Work task:
Below is a block of records; please copy all of them exactly.

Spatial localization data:
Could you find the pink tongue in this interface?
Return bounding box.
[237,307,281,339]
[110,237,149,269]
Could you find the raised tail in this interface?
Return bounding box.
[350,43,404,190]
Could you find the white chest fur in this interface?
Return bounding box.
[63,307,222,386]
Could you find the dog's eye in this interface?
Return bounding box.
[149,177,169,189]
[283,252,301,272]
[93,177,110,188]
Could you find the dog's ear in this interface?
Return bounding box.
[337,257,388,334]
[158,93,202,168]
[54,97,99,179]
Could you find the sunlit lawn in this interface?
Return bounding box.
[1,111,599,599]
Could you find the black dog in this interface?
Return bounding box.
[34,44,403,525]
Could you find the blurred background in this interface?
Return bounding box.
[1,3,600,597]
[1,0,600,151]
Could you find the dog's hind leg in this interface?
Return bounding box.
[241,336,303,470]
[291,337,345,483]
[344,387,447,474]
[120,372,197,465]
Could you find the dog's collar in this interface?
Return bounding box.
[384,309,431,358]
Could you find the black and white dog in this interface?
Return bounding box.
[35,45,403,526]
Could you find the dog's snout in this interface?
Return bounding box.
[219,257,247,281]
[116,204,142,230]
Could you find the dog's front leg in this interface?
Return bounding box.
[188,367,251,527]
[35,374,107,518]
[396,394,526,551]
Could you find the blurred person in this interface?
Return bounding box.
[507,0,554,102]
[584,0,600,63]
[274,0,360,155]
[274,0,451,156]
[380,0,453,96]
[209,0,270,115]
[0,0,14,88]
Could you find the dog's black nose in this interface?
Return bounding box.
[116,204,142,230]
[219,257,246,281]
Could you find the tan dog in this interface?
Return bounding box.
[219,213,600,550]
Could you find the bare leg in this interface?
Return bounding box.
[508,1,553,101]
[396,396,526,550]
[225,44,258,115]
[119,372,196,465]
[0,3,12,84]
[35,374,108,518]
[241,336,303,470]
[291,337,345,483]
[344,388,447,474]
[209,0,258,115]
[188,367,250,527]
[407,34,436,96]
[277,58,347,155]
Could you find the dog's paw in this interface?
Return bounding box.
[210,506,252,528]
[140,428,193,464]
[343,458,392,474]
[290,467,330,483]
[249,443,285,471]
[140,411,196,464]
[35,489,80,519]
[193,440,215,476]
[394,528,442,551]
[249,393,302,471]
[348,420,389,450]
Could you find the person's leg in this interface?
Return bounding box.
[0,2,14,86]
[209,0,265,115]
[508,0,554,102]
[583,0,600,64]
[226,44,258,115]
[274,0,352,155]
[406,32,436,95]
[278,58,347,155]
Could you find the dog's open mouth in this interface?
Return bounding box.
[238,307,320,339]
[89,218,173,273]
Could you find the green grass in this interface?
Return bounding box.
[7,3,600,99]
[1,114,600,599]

Task response:
Could you find the pink tongue in this interface?
Return bounding box.
[237,307,281,339]
[110,237,149,269]
Could you find the raised tail in this interface?
Return bounding box.
[350,43,404,190]
Could you find the white chest fur in this interface?
Return bounding box.
[63,307,222,386]
Could you find the dog's eye in this interface?
Return bounding box.
[149,177,169,189]
[283,252,301,272]
[93,177,110,188]
Could you find the dog's ear in this interface?
Return bounding box.
[337,257,388,334]
[158,93,202,168]
[54,97,99,179]
Could you find the sunlit lawn in this interface?
Return bounding box.
[1,111,599,599]
Could you find the black dog in this interface?
Return bounding box.
[34,44,403,525]
Could you find the blurred background in this interface?
Return bounding box.
[1,3,600,597]
[1,0,600,151]
Could you find the dog's hind leg in this interface?
Return bounding box.
[241,336,303,470]
[291,337,345,483]
[344,387,447,474]
[120,372,197,465]
Could you find the dog's collar in this interface?
Return bounding box.
[384,309,431,358]
Could you find the black and white dog in this interface?
Return bounding box.
[35,45,403,526]
Could you find the dog's snout in this interface?
Return bounding box.
[219,257,247,281]
[116,204,142,230]
Could you find the dog's front leg in this interface?
Return bounding box.
[188,367,251,527]
[35,374,107,518]
[396,394,526,551]
Could you find the blurred person in this interface?
Return bounding box.
[507,0,554,102]
[584,0,600,63]
[274,0,360,155]
[274,0,451,156]
[380,0,453,96]
[209,0,270,115]
[0,0,14,88]
Could you find the dog's black nose in this interface?
Return bounding box.
[116,204,142,230]
[219,257,246,281]
Could you find the tan dog in this interface?
Return bounding box.
[219,213,600,550]
Could you find the bare leg in this interface?
Return bounding box.
[508,1,553,101]
[396,396,526,550]
[225,44,258,115]
[119,372,196,465]
[0,3,12,84]
[35,374,108,518]
[241,336,303,470]
[291,337,345,483]
[344,388,447,474]
[209,0,258,115]
[188,367,250,527]
[407,34,436,96]
[277,58,347,155]
Could you find the dog's paw in this interface?
Return bounding box.
[210,506,252,528]
[140,428,193,464]
[343,458,392,474]
[290,467,330,483]
[249,443,285,471]
[140,411,196,464]
[35,489,80,519]
[193,440,215,476]
[394,528,442,551]
[249,393,302,471]
[348,420,389,450]
Could you find the person's leg in this interface?
Return bounding box.
[0,2,14,86]
[209,0,265,115]
[508,0,554,102]
[583,0,600,64]
[226,44,258,115]
[274,0,352,155]
[406,32,436,95]
[278,58,347,155]
Could you find the dog's open mouth in this interface?
Return bounding box.
[238,307,320,339]
[89,218,173,273]
Could you find the green grass in this interface?
Return bounding box.
[7,3,600,99]
[1,114,600,599]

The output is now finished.